> _Testo estratto_:
Allievo di Bazìn, e suo protetto, François Truffaut, con l’aiuto di altri critici del gruppo, come Rohmer, Godard, Rivette, lanciò la Politique des Auteurs. Una politica che può essere considerata l’esaltazione dell’individualità dell’artista cineasta, idealmente contrapposto al semplice mestierante, abituato agli automatismi linguistici, tecnici e produttivi del cinema modellato su logiche industriali. Ogni film d’autore è frutto di un’originale e unica concezione del mondo, intimamente connessa a un modo personale di espressione linguistica, così da essere immediatamente riconoscibile. Non a caso i loro registi preferiti erano Bergman, Bunuel, Lang, Hitchcock, Rossellini.       

Reduce dunque dall’esperienza neorealista italiana, la Nouvelle Vague scese nelle strade, lavorò con piccole èquipe e cinecamere maneggevoli e mobili, girò in esterni con illuminazioni naturali e fonti luminose precarie e minime, inventò un altro suono, in presa diretta, registrato al momento delle riprese, ripensò il dialogo con la freschezza e l’improvvisazione caratterizzante dell’istante vissuto, utilizzò attori non professionisti, e realizzò film a basso costo. I soggetti rispecchiavano uno stato esistenziale di precarietà, incertezza, disorientamento politico e idealistico. I loro film testimoniavano, infatti, un’amoralità tipica dei giovani che vogliono ribellarsi alla tradizione. Punto di partenza della Nouvelle Vague fu il 1959, quando Les 400 coups (I quattrocento colpi), opera prima di Truffaut e Hiroshima Mon Amour di Alain Resnais, vennero presentati al Festival di Cannes. Truffaut si aggiudicò la Palma D’oro.

> _Compito assegnato 1_: Stabilisci se ciascuna affermazione concorda con il testo sulla Nouvelle Vague, rispondendo sì o no e citando fedelmente le parole decisive: (a) Truffaut vinse la Palma d’oro a Cannes; (b) la Nouvelle Vague impiegò attori professionisti; (c) Truffaut lanciò la Politique des Auteurs senza l’aiuto di altri critici.
> _Compito assegnato 2_: Secondo il testo sulla Nouvelle Vague, quale anno ne segnò il punto di partenza?
> _Compito assegnato 3_: Riscrivi in forma di elenco il paragrafo del testo sulla Nouvelle Vague che inizia con "Reduce dunque dall’esperienza neorealista italiana", conservandone i fatti principali.

> _Righe fornite_:
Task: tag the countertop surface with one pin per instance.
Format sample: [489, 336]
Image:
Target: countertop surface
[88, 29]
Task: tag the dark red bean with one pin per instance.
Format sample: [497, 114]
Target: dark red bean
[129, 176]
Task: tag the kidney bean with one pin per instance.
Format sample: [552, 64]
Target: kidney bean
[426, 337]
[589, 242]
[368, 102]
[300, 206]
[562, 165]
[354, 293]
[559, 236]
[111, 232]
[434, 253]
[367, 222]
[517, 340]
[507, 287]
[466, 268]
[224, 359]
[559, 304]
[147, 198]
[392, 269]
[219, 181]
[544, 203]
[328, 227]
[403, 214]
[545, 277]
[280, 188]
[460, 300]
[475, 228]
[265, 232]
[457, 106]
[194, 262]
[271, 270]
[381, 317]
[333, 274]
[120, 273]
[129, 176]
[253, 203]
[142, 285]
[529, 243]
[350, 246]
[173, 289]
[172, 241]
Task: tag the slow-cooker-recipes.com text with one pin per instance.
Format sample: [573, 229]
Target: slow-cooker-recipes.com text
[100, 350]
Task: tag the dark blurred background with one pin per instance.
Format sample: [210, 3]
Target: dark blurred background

> _Risposta 1_:
(a) Sì: "Truffaut si aggiudicò la Palma D’oro."
(b) No: "utilizzò attori non professionisti"
(c) No: "con l’aiuto di altri critici del gruppo, come Rohmer, Godard, Rivette"

> _Risposta 2_: Il 1959.

> _Risposta 3_:
- Uscita dall’esperienza neorealista italiana, la Nouvelle Vague:
  - girò per strada e in esterni, con piccole équipe e cineprese maneggevoli;
  - usò luce naturale e fonti luminose minime;
  - registrò il suono in presa diretta;
  - scrisse dialoghi freschi e improvvisati;
  - impiegò attori non professionisti;
  - realizzò film a basso costo.
- I soggetti esprimevano precarietà, incertezza e disorientamento politico e idealistico.
- I film mostravano l’amoralità di giovani in rivolta contro la tradizione.
- Il punto di partenza fu il 1959, quando al Festival di Cannes vennero presentati Les 400 coups, opera prima di Truffaut, e Hiroshima Mon Amour di Alain Resnais.
- Truffaut vinse la Palma d’oro.